• _What to do_
Below is a set of records; restate each one word for word.

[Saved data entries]
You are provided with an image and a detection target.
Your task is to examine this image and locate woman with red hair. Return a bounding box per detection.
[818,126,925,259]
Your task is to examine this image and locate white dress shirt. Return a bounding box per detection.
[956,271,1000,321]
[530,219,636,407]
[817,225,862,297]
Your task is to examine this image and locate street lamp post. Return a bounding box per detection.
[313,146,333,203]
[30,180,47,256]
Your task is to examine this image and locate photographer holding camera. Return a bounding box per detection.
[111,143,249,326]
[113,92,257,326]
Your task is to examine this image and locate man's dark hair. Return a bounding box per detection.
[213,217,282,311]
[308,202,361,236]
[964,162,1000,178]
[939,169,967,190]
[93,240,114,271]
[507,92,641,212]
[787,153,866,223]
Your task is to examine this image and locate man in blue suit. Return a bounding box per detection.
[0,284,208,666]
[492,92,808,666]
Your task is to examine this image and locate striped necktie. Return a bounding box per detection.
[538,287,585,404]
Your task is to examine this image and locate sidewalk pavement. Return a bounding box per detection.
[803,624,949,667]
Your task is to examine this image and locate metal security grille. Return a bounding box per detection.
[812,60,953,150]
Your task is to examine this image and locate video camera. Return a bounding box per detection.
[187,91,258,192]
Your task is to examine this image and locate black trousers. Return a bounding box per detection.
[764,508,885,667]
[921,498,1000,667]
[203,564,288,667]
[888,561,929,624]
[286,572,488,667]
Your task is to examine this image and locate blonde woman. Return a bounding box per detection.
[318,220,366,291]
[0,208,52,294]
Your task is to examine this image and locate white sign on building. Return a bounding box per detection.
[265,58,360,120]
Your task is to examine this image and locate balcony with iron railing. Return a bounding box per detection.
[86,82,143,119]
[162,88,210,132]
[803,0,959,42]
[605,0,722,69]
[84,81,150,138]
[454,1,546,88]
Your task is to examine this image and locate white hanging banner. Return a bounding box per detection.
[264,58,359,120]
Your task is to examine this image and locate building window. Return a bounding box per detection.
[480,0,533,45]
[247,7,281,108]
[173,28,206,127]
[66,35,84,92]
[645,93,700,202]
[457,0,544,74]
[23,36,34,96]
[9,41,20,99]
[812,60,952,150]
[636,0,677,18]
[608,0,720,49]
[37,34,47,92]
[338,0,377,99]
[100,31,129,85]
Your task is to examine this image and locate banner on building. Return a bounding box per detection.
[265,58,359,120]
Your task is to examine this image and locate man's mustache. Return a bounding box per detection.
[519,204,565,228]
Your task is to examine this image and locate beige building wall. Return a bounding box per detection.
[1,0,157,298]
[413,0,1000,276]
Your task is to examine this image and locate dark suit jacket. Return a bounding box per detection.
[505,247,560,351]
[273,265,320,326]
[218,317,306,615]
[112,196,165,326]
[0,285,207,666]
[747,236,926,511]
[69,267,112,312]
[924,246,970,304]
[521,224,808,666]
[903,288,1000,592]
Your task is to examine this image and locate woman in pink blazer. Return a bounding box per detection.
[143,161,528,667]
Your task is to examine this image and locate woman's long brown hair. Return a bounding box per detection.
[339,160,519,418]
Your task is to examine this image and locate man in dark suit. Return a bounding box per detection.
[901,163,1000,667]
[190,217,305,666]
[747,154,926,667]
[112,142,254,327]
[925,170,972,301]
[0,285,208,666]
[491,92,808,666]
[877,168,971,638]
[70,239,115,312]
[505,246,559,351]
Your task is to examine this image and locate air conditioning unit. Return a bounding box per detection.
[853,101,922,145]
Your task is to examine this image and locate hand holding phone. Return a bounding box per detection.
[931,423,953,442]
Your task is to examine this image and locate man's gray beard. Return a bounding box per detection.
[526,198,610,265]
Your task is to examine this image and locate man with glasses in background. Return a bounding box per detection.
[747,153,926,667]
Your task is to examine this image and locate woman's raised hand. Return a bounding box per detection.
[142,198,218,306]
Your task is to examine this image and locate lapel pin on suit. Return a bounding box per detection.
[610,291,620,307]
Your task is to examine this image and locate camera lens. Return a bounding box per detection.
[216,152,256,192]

• _Solution to this problem_
You are provided with an image and a detection target.
Your task is to examine this image and locate woman with red hair. Return a bounding box per detection.
[818,126,925,259]
Your task is to examine this image and locate white dress shirt. Return a bounding box per detection.
[956,271,1000,321]
[530,219,636,407]
[817,225,862,297]
Your task is to examine this image and locate street lamp post. Return a bounding box per detection.
[313,146,333,203]
[30,180,47,256]
Your task is to examine this image and locate photographer holding camera. Return a bounding box per detection.
[111,143,249,326]
[113,92,257,326]
Your task is to examine this image and locate man's dark hair. Return a bounding box per detection.
[213,217,282,311]
[308,202,361,236]
[964,162,1000,178]
[939,169,967,190]
[93,240,114,271]
[507,92,641,212]
[787,153,866,223]
Your task is to examine this image and locate man in blue suit. Return a bounding box per detection.
[0,284,208,666]
[492,92,808,666]
Your task is to examine this image and locate striped necktie. Return a bounding box per detection.
[538,287,585,404]
Your task is to examine this image and locate sidewalk pavement. Return a bounding box per detection.
[803,624,949,667]
Your task is to examine this image and locate metal security grille. Return a bounding box per detection.
[812,60,953,150]
Your task is to examine this image and locate video camera. Return a bounding box per detection.
[187,91,258,192]
Your task is to examine this image and locate black trousers. Return a bounding box per detection.
[764,508,885,667]
[921,498,1000,667]
[203,564,288,667]
[888,561,929,624]
[286,572,488,667]
Your task is to examine this image and locate blonde woman. Return a bounding box per detection.
[318,220,366,291]
[0,208,52,294]
Your task is to examine this image and locate white sign on building. Return a bounding box per detection.
[265,58,360,120]
Your task is to examine this image and locate balcony with iron railing. Return a bounding box per detection.
[86,82,143,119]
[162,88,210,132]
[803,0,959,42]
[605,0,722,69]
[84,81,150,138]
[454,1,546,88]
Your task is to examine this image and locate white hanging banner. Return a bounding box per detection.
[264,58,359,120]
Your task is to examine this image and locate building window. Return a bounding box per detection.
[480,0,533,45]
[247,7,281,108]
[173,28,206,127]
[66,35,84,92]
[645,93,700,202]
[457,0,544,74]
[23,36,34,96]
[9,41,20,99]
[812,60,952,150]
[636,0,677,18]
[608,0,720,49]
[37,34,47,92]
[338,0,377,99]
[100,31,129,85]
Your task is to examine this image and locate banner on building. Return a bounding box per detection.
[265,58,359,120]
Your task is to examine this image and locate man's mustache. Return a bounding box per detection.
[519,204,565,228]
Your task is to examine this image and locate beige building wall. Return a bounding box per detection.
[1,0,157,298]
[413,0,1000,276]
Your task is to examine this image and locate dark suit jacket. Return a bounding box per detection.
[505,247,560,351]
[273,265,320,326]
[218,317,306,615]
[112,196,165,326]
[0,285,207,666]
[747,236,926,511]
[69,267,112,312]
[924,246,970,304]
[521,224,808,666]
[903,288,1000,592]
Your task is to examine this image and locate woman in pink blazer. Return a bounding box per detection.
[143,161,528,667]
Your task is to examine this image and locate woman's long brown hair. Return a bounding box per detection.
[339,160,519,418]
Your task is to examine this image and locate man in dark suit. Return a bounding box per detection.
[901,163,1000,667]
[190,217,305,666]
[747,154,926,667]
[112,142,254,327]
[925,170,972,301]
[0,285,208,666]
[491,92,808,666]
[877,168,971,638]
[70,239,115,312]
[505,246,559,351]
Your task is to examine this image and locate air conditioning unit. Return a bounding box per detection.
[853,101,922,145]
Your task is to examine this image and locate hand holding phone. Return a bounding box per detection.
[931,423,953,442]
Your task is to examine this image and locate man's gray beard. Return a bounding box per detection.
[526,198,610,265]
Your task is to examine this image and locate man with glasses in background. Return a bounding box per detection.
[747,153,926,667]
Your task is to examine this image and locate woman's raised hand. Return a bounding box per detection.
[142,198,218,306]
Your task is to examine this image and locate lapel pin on suit. Return a bounding box per detection.
[610,291,620,307]
Your task is to examine this image and locate camera lens. Return a bounding box per detection.
[216,152,256,192]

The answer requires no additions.